__Texte fourni__
########################################
La route de Bardonnex ne conduit pas à la porte de la Suisse, la fameuse douane autoroutière de Bardonnex, dont les bouchons, à peine réduits par la pandémie, révèlent au quotidien l’incapacité durable de nos autorités politiques de les faire sauter*. Non la route de Bardonnex dont il est question ici commence au bas d'Arare, un village qui domine l'opulente zone industrielle de Plan-les-Watches.
Entre les industries et le village, il y a encore quelques champs où sera érigé bientôt un nouveau quartier, onze bâtiments, une centaine de logements, quelques commerces. L'examen public du projet commence ce 10 décembre en ligne ici. Plusieurs parcelles sont concernées dont les deux plus grandes appartinrent à une mienne cousine. Les paroisses de Compesières et de Plan-les-Ouates en furent les heureuses légataires concurremment avec des neveux, après son décès en 2004.
Une des parcelles contenait une vieille maison de famille et un bâtiment agricole qui fut un temps la demeure de la famille Bourqui, dont nombre de rejetons ont fait souche dans nos villages.
Que faire d'un terrain agricole dont l'herbe ne nourrit plus ni âne ni mouton mais est potentiellement promis à la construction? D'agricole, ces parcelles, comme d'autres dans le canton, n'ont de fait que le statut (dans le plan ci-dessous, on remarque que le nœud autoroutier est en zone agricole). Elles émargent sans doute à l'inventaire des terres cultivables dites enclavées et trop exiguës pour une exploitation agricole rationnelle. Quoique les jardins familiaux ou les fermes urbaines écologiques ont redonné leurs lettres de noblesse à la petitesse et au slogan small is beautiful.
########################################
__Données fournies__
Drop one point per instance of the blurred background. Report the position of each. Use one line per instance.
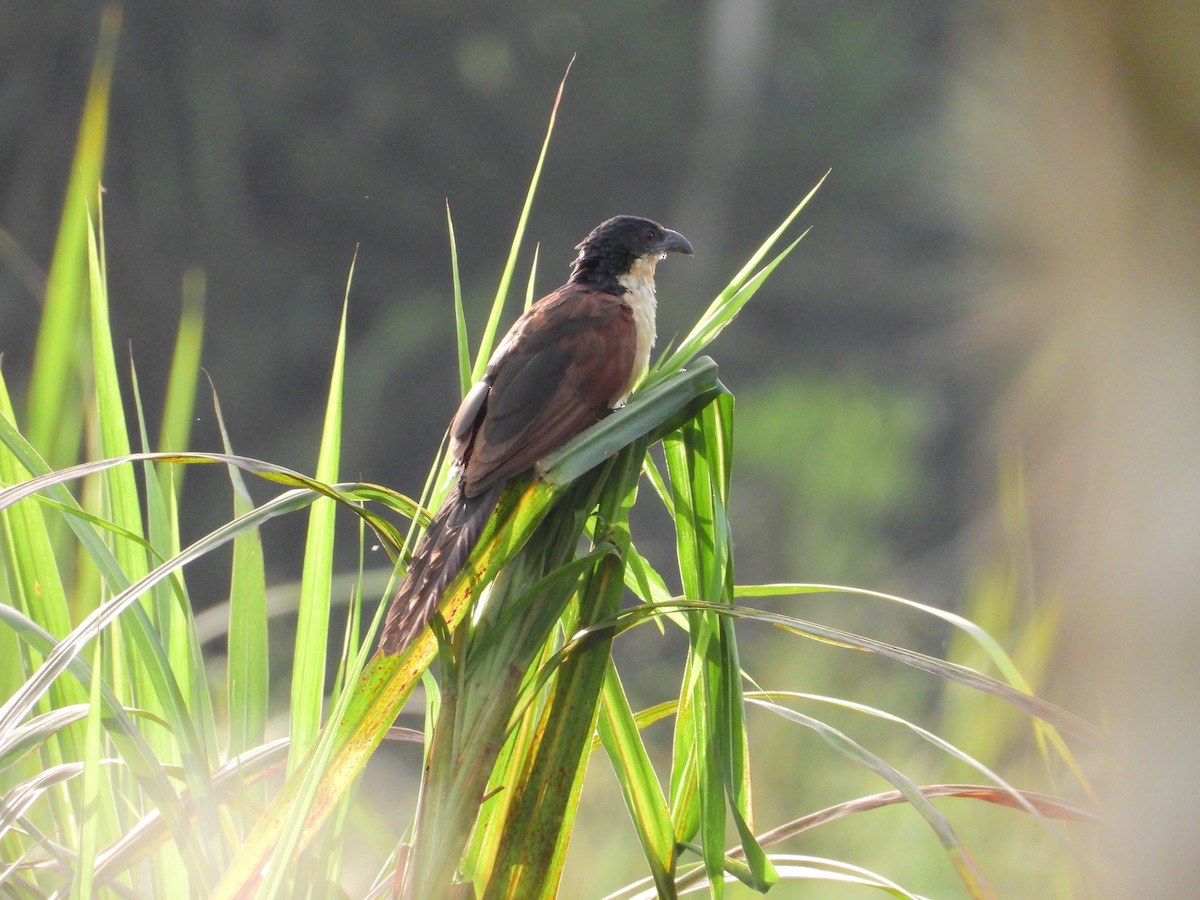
########################################
__À faire__
1. Mettez à jour le passage du texte fourni compris entre "Une des parcelles" et "dans nos villages.", bornes incluses, en remplaçant "vieille maison" par "ancienne maison".
2. Traduisez en anglais cette phrase du texte fourni : « Une des parcelles contenait une vieille maison de famille et un bâtiment agricole qui fut un temps la demeure de la famille Bourqui, dont nombre de rejetons ont fait souche dans nos villages. »

__Réponses__
1.
Une des parcelles contenait une ancienne maison de famille et un bâtiment agricole qui fut un temps la demeure de la famille Bourqui, dont nombre de rejetons ont fait souche dans nos villages.

2. One of the plots contained an old family house and a farm building that was for a time the home of the Bourqui family, many of whose descendants have put down roots in our villages.